Goal -> Everything from the line that contains "Each instance of the bare tree" through the final line of the records should be written out exactly, and nothing outside that span.

────────────────

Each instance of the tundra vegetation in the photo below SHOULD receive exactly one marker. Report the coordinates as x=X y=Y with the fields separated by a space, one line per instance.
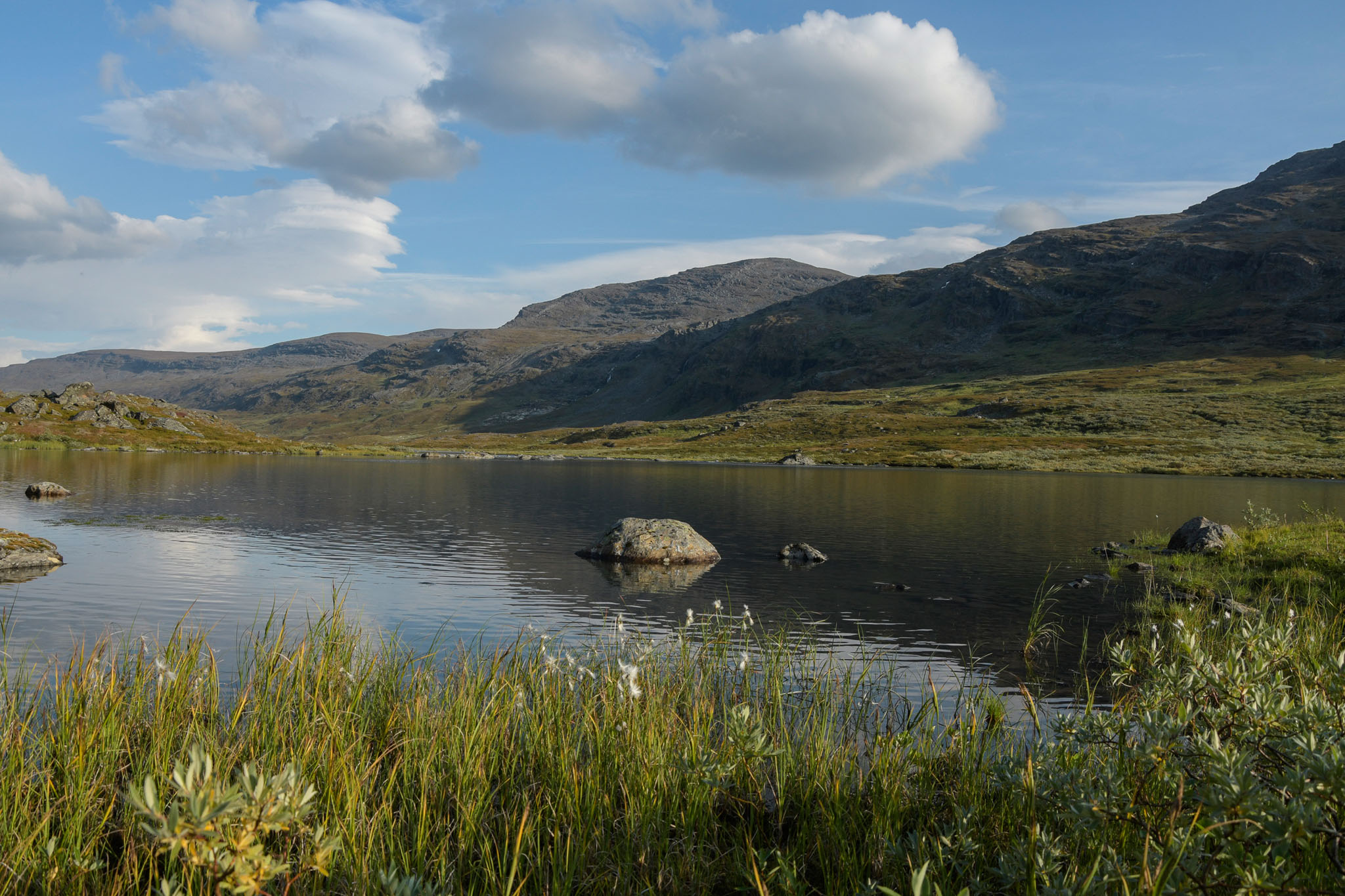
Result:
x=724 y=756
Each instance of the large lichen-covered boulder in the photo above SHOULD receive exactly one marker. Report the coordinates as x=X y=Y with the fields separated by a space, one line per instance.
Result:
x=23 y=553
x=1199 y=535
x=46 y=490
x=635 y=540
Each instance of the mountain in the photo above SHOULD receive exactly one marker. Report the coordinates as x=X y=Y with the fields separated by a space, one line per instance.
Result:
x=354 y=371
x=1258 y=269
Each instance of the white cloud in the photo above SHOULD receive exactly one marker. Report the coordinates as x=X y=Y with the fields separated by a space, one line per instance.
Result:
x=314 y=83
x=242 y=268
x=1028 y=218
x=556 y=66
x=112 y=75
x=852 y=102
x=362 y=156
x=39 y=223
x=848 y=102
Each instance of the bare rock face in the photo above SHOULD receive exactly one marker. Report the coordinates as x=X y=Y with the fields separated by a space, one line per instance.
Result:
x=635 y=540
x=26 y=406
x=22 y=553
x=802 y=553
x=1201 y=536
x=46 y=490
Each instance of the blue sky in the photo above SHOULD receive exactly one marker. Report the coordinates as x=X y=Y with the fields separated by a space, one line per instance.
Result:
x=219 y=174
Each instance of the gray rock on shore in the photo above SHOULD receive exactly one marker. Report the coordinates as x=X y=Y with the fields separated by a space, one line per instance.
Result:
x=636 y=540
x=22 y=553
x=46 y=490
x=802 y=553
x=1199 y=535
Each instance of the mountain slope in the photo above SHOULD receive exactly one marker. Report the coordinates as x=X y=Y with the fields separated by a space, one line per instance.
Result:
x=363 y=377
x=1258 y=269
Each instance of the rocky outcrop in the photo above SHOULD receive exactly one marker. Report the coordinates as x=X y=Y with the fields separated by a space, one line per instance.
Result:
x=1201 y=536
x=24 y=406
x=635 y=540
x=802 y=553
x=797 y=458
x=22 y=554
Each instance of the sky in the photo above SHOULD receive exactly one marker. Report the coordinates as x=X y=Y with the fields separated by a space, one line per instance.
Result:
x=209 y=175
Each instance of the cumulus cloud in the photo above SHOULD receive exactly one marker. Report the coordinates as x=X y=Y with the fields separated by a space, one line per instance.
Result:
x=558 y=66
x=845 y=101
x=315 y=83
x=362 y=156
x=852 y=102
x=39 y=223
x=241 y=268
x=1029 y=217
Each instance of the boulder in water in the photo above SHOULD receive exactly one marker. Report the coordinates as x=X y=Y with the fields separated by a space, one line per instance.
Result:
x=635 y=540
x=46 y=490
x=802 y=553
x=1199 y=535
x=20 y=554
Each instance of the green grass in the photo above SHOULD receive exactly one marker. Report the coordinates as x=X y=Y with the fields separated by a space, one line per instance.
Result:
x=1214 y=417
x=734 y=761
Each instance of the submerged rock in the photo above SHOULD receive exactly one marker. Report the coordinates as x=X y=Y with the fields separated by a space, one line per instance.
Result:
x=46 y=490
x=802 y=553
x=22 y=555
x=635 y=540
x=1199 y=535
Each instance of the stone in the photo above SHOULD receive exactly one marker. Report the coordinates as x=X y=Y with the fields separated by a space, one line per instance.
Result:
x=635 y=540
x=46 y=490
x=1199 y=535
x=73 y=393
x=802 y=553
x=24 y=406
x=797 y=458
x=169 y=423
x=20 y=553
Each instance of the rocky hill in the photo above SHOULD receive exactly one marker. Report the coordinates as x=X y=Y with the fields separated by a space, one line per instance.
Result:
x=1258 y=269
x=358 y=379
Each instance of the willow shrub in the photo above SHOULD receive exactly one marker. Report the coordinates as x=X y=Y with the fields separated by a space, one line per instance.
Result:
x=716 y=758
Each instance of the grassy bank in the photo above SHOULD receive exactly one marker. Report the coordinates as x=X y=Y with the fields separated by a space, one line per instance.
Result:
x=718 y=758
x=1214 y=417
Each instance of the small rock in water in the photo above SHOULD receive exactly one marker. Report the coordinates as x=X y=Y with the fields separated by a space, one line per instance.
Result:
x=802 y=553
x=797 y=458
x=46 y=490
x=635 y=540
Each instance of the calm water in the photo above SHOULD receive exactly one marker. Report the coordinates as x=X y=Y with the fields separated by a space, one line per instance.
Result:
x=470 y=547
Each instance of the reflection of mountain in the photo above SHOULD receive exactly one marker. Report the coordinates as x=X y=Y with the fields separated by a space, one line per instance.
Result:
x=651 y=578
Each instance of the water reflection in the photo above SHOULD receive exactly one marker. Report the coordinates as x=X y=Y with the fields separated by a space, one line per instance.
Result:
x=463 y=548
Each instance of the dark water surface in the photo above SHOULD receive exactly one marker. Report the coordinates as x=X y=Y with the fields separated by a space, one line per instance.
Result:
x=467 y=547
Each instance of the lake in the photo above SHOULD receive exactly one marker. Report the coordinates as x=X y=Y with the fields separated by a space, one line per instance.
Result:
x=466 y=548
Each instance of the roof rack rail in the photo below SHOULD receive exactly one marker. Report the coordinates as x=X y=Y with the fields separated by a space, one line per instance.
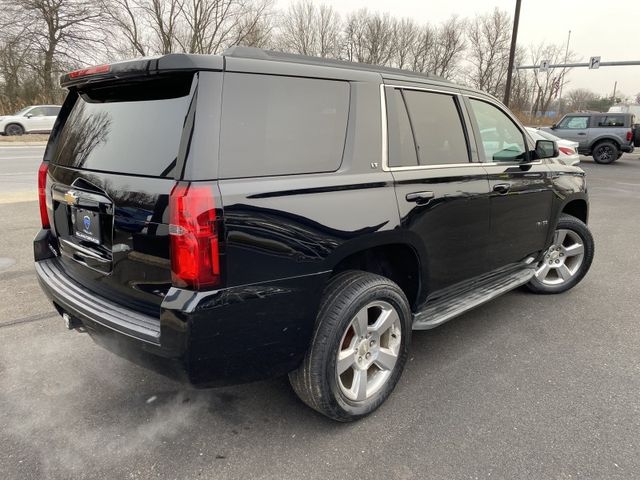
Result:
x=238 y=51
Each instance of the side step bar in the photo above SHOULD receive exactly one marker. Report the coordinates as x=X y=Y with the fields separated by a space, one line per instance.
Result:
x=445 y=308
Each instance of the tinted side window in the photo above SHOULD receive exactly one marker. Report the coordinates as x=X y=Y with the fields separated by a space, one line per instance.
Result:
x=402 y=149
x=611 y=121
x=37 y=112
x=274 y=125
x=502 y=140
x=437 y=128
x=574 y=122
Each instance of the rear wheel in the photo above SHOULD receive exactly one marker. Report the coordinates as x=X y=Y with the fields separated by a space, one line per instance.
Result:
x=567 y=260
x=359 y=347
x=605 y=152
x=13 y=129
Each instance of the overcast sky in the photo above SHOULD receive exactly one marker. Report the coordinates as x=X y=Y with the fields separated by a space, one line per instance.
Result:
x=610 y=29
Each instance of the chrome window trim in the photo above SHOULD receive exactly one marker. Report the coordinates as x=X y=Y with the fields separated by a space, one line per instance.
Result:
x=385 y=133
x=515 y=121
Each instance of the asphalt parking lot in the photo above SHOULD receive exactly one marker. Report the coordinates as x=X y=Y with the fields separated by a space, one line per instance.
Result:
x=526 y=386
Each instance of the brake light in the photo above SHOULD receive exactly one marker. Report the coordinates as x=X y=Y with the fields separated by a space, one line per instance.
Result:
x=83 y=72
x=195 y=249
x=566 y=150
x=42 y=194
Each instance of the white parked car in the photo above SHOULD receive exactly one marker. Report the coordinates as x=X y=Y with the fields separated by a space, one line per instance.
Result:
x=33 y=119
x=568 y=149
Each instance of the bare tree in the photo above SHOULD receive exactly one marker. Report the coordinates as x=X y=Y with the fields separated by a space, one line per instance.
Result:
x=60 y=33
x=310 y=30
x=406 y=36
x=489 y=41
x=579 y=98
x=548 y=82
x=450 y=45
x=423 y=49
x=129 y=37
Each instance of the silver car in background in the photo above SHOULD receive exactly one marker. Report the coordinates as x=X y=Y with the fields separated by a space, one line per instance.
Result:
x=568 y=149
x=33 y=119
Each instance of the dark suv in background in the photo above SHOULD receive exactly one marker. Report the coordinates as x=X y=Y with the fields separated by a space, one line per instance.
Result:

────────────────

Task response ->
Each instance of the bare tree in the photo above SHOULD receive exactly one marker. Report the coordinates as x=X y=Y with the fields separated by a space, one line per instance.
Result:
x=60 y=33
x=310 y=30
x=406 y=36
x=489 y=41
x=579 y=98
x=548 y=82
x=450 y=45
x=423 y=49
x=129 y=37
Each instance of the silver car in background in the photo above SHOULD receive exactly one marker. Report the coordinates as x=X y=Y with the fields separated by a space, one line per instance.
Result:
x=568 y=149
x=33 y=119
Each instance of the dark suv in background in the photo above SHOULD receive exactly one marker. Report the coordinates as x=X y=Y with the fields separated by a space, one line per instance.
Result:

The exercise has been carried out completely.